/---

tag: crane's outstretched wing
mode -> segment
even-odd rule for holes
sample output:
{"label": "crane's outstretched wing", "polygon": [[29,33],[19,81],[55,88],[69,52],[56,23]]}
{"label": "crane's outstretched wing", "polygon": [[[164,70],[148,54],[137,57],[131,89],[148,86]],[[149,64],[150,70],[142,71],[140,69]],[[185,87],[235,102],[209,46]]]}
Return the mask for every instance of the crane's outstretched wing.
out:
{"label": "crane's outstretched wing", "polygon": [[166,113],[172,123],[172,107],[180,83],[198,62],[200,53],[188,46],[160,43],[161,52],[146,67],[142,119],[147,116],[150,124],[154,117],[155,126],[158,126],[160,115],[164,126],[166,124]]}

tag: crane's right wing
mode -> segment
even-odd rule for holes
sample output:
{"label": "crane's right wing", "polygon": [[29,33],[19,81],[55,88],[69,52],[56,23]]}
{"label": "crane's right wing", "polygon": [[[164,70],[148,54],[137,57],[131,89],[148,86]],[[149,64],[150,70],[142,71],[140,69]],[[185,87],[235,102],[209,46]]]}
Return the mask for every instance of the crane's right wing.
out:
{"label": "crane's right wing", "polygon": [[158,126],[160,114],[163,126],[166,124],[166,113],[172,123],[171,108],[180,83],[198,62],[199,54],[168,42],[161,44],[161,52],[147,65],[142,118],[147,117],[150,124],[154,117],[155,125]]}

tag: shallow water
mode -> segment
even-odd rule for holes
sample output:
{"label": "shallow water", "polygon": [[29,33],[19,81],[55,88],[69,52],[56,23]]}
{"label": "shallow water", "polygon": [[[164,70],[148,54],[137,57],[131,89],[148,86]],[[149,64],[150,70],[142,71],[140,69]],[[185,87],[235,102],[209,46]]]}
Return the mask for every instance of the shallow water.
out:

\---

### [Given request]
Reproduce, unchanged, everything in the data from the line containing "tag: crane's right wing" down to the end of the data, including both of those lines.

### [Solution to this exercise]
tag: crane's right wing
mode -> segment
even-odd rule for holes
sample output:
{"label": "crane's right wing", "polygon": [[29,33],[19,81],[55,88],[69,52],[56,23]]}
{"label": "crane's right wing", "polygon": [[[164,70],[148,54],[137,57],[131,89],[148,86]],[[149,64],[150,70],[142,71],[140,69]],[[185,87],[235,102],[209,46]]]}
Return the mask for every instance of the crane's right wing.
out:
{"label": "crane's right wing", "polygon": [[158,126],[160,114],[163,126],[166,124],[166,113],[172,123],[171,108],[180,83],[198,62],[199,54],[168,42],[161,44],[161,52],[147,65],[142,118],[147,117],[150,124],[154,117],[155,125]]}

tag: shallow water
mode -> segment
even-odd rule for holes
sample output:
{"label": "shallow water", "polygon": [[29,33],[19,81],[55,88],[69,52],[56,23]]}
{"label": "shallow water", "polygon": [[[164,70],[148,54],[137,57],[131,89],[148,86]],[[149,64],[150,70],[142,71],[140,69]],[[185,87],[235,102],[209,46]]]}
Return the mask for every instance of the shallow water.
out:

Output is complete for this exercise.